УКАЗАНИЕ>
Обновите фрагмент источника от «Поэт, эссеист, публицист, автор» до «тем более люди.» включительно, заменив «сердца» на «души».

ИСТОЧНИК>
══════

Поэт, эссеист, публицист, автор сказок для детей и взрослых
Каждый из нас в своём аду, но рай — общий.
Предназначение записано внутри каждого человека песней его сердца.
Хочешь согреться — грей!
Чрезмерное самоумаление — метка гордости, имитирующей смирение. Истинное смирение на себя не смотрит, о себе не говорит, себя не видит.
Обесчеловечивающий другого, обесчеловечивается сам. Не в этом ли загадка успеха постмодерновых социальных технологий, искажающих сознание?
Даже некоторые цветы не уживаются вместе, тем более люди.

══════

БЛОК ДАННЫХ>
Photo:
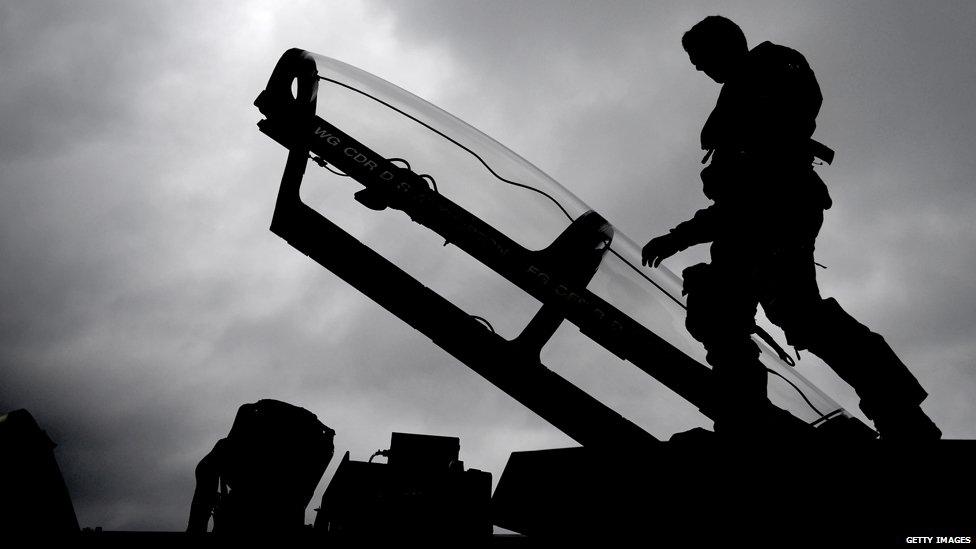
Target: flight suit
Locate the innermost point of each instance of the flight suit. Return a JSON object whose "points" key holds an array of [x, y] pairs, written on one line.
{"points": [[767, 210]]}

══════

ПОЛНЫЙ ОТВЕТ>
Поэт, эссеист, публицист, автор сказок для детей и взрослых
Каждый из нас в своём аду, но рай — общий.
Предназначение записано внутри каждого человека песней его души.
Хочешь согреться — грей!
Чрезмерное самоумаление — метка гордости, имитирующей смирение. Истинное смирение на себя не смотрит, о себе не говорит, себя не видит.
Обесчеловечивающий другого, обесчеловечивается сам. Не в этом ли загадка успеха постмодерновых социальных технологий, искажающих сознание?
Даже некоторые цветы не уживаются вместе, тем более люди.